§ The problem
Continue the forum thread below about a leaking radiator valve, starting right after its final line.

§ Extract to read
Plumbing leaking radiator valve.

Discussion in 'Misc DIY' started by Bazzer Smith, Feb 25, 2009.

  1. Bazzer Smith

    Bazzer Smith Guest

    Hi,
    Upstairs radiator has started leaking slightly from the ftom the top of
    the valve which switches it on and off (twist down for on up for off,
    fairly basic stuff).


    I am wondering what to do, I suppose I will have to buy as similar
    valve, old one is compression about 14mm pipe?

    Or is it just a washer?

    Suppose I have to drain them by tying up the ballcock in the
    hot water tank? Or is that just for the hot water?
    Are the rads on a different circuit? Fairly standard setup
    Glow worm boiler 25 years old ish.

    Any help or advice appreciated.
    Can't do anything now as it's too late at night,
    I tried to stop the leak by tieing a bit off bicycle
    innertube over the valvehead and binding it with string to
    the pipe then tieing it up above the head but that didin't work well.
    I also have some 'plastic padding' leak fix, stuff you mix and it sets in
    ten mins, I guess I could have tried using some of that with the inner tube
    thing?

    Looks disconcertingly like one of these-

    http://www.screwfix.com/prods/85665...iator Valve Chrome 15mm Pack of 10&source=aw#
    Bazzer Smith, Feb 25, 2009
    #1
  2. Bazzer Smith

    Bob Minchin Guest

    Bazzer Smith wrote:
    > Hi,
    > Upstairs radiator has started leaking slightly from the ftom the top of
    > the valve which switches it on and off (twist down for on up for off,
    > fairly basic stuff).
    >
    >
    > I am wondering what to do, I suppose I will have to buy as similar
    > valve, old one is compression about 14mm pipe?
    >
    > Or is it just a washer?
    >
    > Suppose I have to drain them by tying up the ballcock in the
    > hot water tank? Or is that just for the hot water?
    > Are the rads on a different circuit? Fairly standard setup
    > Glow worm boiler 25 years old ish.
    >
    > Any help or advice appreciated.
    > Can't do anything now as it's too late at night,
    > I tried to stop the leak by tieing a bit off bicycle
    > innertube over the valvehead and binding it with string to
    > the pipe then tieing it up above the head but that didin't work well.
    > I also have some 'plastic padding' leak fix, stuff you mix and it sets in
    > ten mins, I guess I could have tried using some of that with the inner tube
    > thing?
    >
    > Looks disconcertingly like one of these-
    >
    > http://www.screwfix.com/prods/85665...iator Valve Chrome 15mm Pack of 10&source=aw#
    >
    >

    Try tightening the gland nut. this is the small hex nut under the
    plastic knob.
    Bob Minchin, Feb 25, 2009
    #2
  3. Bazzer Smith

    Roger Mills Guest

    In an earlier contribution to this discussion,
    Bazzer Smith <> wrote:

    > Hi,
    > Upstairs radiator has started leaking slightly from the ftom the top
    > of the valve which switches it on and off (twist down for on up for
    > off, fairly basic stuff).

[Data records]
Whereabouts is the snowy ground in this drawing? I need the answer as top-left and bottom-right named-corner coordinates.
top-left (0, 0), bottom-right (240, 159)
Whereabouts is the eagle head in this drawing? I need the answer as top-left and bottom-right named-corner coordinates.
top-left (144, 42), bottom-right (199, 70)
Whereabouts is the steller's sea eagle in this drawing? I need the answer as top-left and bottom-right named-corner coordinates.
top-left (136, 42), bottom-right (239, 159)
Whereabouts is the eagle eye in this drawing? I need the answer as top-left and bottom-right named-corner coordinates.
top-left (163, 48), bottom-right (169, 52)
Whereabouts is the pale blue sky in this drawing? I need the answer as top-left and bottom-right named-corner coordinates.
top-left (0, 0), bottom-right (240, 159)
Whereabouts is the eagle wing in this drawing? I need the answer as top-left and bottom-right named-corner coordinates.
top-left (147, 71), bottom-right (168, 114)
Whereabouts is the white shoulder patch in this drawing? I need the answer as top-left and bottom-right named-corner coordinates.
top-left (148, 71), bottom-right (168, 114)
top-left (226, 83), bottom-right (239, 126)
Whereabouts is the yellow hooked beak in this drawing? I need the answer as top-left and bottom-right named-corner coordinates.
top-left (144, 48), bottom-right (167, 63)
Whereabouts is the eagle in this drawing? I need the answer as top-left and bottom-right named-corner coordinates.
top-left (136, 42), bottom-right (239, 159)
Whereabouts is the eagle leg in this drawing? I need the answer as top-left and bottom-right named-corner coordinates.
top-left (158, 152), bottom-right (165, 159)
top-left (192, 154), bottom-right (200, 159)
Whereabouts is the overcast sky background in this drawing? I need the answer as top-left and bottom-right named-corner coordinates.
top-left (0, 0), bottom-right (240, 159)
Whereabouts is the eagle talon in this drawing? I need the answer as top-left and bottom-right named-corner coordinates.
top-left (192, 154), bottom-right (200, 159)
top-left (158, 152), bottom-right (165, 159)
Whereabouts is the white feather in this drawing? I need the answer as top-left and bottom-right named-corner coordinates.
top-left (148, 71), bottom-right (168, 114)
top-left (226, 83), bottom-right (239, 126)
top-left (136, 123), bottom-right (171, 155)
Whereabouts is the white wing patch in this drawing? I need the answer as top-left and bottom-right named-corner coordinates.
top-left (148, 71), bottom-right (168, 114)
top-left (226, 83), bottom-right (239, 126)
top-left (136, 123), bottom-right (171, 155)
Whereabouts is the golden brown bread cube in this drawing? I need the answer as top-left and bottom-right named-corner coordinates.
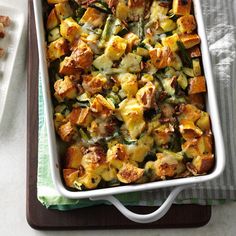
top-left (65, 144), bottom-right (83, 169)
top-left (82, 74), bottom-right (107, 94)
top-left (47, 8), bottom-right (60, 30)
top-left (63, 169), bottom-right (80, 188)
top-left (58, 121), bottom-right (76, 142)
top-left (69, 107), bottom-right (92, 127)
top-left (192, 154), bottom-right (214, 174)
top-left (149, 47), bottom-right (172, 69)
top-left (172, 0), bottom-right (192, 15)
top-left (54, 76), bottom-right (77, 100)
top-left (59, 40), bottom-right (93, 75)
top-left (117, 163), bottom-right (144, 184)
top-left (180, 34), bottom-right (201, 49)
top-left (47, 37), bottom-right (69, 61)
top-left (177, 15), bottom-right (197, 34)
top-left (188, 76), bottom-right (206, 95)
top-left (79, 7), bottom-right (105, 28)
top-left (188, 46), bottom-right (202, 58)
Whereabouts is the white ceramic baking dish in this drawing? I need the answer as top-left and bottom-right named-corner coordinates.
top-left (34, 0), bottom-right (225, 223)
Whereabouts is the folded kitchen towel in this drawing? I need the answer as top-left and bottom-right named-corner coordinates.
top-left (37, 0), bottom-right (236, 210)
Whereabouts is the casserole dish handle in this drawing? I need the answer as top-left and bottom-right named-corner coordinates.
top-left (90, 186), bottom-right (186, 224)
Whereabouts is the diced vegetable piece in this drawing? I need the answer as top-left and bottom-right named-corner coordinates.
top-left (192, 154), bottom-right (214, 174)
top-left (47, 37), bottom-right (69, 61)
top-left (119, 98), bottom-right (145, 139)
top-left (54, 76), bottom-right (77, 99)
top-left (172, 0), bottom-right (192, 15)
top-left (162, 34), bottom-right (179, 52)
top-left (58, 121), bottom-right (75, 142)
top-left (177, 15), bottom-right (197, 34)
top-left (120, 53), bottom-right (142, 73)
top-left (177, 72), bottom-right (188, 90)
top-left (117, 163), bottom-right (144, 184)
top-left (60, 17), bottom-right (81, 43)
top-left (79, 7), bottom-right (105, 28)
top-left (105, 36), bottom-right (127, 61)
top-left (160, 18), bottom-right (177, 32)
top-left (47, 8), bottom-right (60, 30)
top-left (188, 76), bottom-right (206, 94)
top-left (55, 1), bottom-right (73, 20)
top-left (118, 73), bottom-right (138, 98)
top-left (180, 34), bottom-right (201, 49)
top-left (48, 27), bottom-right (61, 43)
top-left (183, 67), bottom-right (194, 77)
top-left (192, 58), bottom-right (202, 76)
top-left (93, 54), bottom-right (113, 71)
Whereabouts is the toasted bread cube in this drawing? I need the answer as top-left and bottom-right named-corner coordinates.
top-left (124, 32), bottom-right (140, 52)
top-left (172, 0), bottom-right (192, 15)
top-left (162, 34), bottom-right (180, 52)
top-left (82, 74), bottom-right (107, 94)
top-left (60, 17), bottom-right (81, 43)
top-left (189, 93), bottom-right (205, 110)
top-left (116, 1), bottom-right (129, 21)
top-left (59, 40), bottom-right (93, 75)
top-left (47, 8), bottom-right (60, 30)
top-left (63, 169), bottom-right (80, 188)
top-left (192, 58), bottom-right (202, 76)
top-left (58, 121), bottom-right (76, 142)
top-left (55, 1), bottom-right (73, 21)
top-left (117, 163), bottom-right (144, 184)
top-left (160, 18), bottom-right (177, 32)
top-left (107, 143), bottom-right (129, 169)
top-left (188, 76), bottom-right (206, 95)
top-left (69, 107), bottom-right (93, 127)
top-left (180, 34), bottom-right (201, 49)
top-left (47, 37), bottom-right (69, 61)
top-left (149, 47), bottom-right (172, 69)
top-left (197, 111), bottom-right (211, 131)
top-left (188, 46), bottom-right (202, 58)
top-left (192, 154), bottom-right (214, 174)
top-left (105, 36), bottom-right (127, 61)
top-left (65, 144), bottom-right (83, 169)
top-left (79, 7), bottom-right (105, 28)
top-left (47, 0), bottom-right (68, 4)
top-left (54, 76), bottom-right (77, 99)
top-left (177, 15), bottom-right (197, 34)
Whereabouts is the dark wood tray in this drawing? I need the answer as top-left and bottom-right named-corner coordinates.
top-left (26, 0), bottom-right (211, 230)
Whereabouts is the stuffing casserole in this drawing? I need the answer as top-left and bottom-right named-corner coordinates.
top-left (46, 0), bottom-right (214, 190)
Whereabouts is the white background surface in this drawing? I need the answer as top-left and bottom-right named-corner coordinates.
top-left (0, 0), bottom-right (236, 236)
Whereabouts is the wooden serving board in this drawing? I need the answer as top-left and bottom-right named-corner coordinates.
top-left (26, 0), bottom-right (211, 230)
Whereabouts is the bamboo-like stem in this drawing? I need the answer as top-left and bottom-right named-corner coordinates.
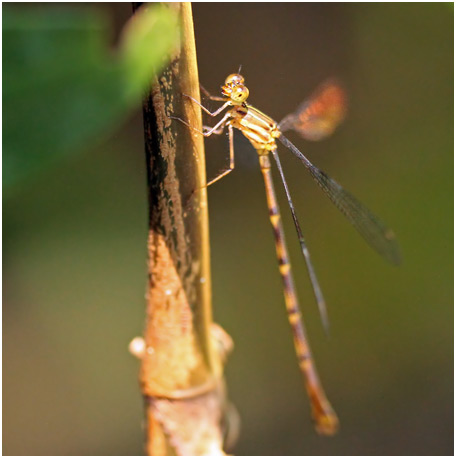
top-left (132, 3), bottom-right (232, 455)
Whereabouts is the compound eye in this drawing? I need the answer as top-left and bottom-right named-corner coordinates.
top-left (231, 86), bottom-right (249, 103)
top-left (225, 73), bottom-right (244, 84)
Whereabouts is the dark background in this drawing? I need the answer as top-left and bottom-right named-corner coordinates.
top-left (3, 3), bottom-right (453, 455)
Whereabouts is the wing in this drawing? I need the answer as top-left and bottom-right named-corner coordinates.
top-left (279, 79), bottom-right (347, 141)
top-left (279, 135), bottom-right (401, 265)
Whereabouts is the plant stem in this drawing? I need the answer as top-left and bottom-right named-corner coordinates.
top-left (132, 3), bottom-right (232, 455)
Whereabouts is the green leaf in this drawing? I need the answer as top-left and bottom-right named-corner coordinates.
top-left (3, 7), bottom-right (179, 187)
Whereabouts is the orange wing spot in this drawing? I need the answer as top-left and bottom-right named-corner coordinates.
top-left (280, 80), bottom-right (347, 140)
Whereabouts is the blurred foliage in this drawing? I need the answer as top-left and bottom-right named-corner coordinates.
top-left (3, 6), bottom-right (179, 190)
top-left (3, 2), bottom-right (454, 456)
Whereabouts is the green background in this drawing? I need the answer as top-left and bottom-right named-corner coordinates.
top-left (3, 3), bottom-right (453, 455)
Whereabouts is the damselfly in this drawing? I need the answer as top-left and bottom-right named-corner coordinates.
top-left (175, 73), bottom-right (400, 435)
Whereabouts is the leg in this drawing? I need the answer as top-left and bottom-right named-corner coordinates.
top-left (272, 150), bottom-right (329, 333)
top-left (182, 94), bottom-right (231, 116)
top-left (200, 84), bottom-right (226, 102)
top-left (259, 155), bottom-right (339, 435)
top-left (204, 125), bottom-right (234, 188)
top-left (169, 112), bottom-right (231, 137)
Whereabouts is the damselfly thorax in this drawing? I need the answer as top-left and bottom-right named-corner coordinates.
top-left (176, 74), bottom-right (400, 435)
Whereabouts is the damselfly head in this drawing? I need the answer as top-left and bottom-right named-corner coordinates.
top-left (222, 73), bottom-right (249, 104)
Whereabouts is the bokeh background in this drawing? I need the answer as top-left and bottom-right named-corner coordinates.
top-left (3, 3), bottom-right (453, 455)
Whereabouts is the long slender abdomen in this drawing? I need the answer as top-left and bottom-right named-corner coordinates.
top-left (258, 150), bottom-right (339, 435)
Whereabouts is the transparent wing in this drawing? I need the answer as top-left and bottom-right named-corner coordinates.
top-left (279, 135), bottom-right (401, 265)
top-left (279, 79), bottom-right (347, 140)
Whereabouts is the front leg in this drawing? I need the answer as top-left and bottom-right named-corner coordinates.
top-left (200, 84), bottom-right (226, 102)
top-left (182, 94), bottom-right (231, 116)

§ Output
    >
    >
    > I am wondering what to do, I suppose I will have to buy as similar
    > valve, old one is compression about 14mm pipe?
    >


    It will be a 15mm pipe.


    > Or is it just a washer?
    >
    > Suppose I have to drain them by tying up the ballcock in the
    > hot water tank? Or is that just for the hot water?
    > Are the rads on a different circuit? Fairly standard setup
    > Glow worm boiler 25 years old ish.
    >
    > Any help or advice appreciated.
    > Can't do anything now as it's too late at night,
    > I tried to stop the leak by tieing a bit off bicycle
    > innertube over the valvehead and binding it with string to
    > the pipe then tieing it up above the head but that didin't work well.
    > I also have some 'plastic padding' leak fix, stuff you mix and it
    > sets in ten mins, I guess I could have tried using some of that with
    > the inner tube thing?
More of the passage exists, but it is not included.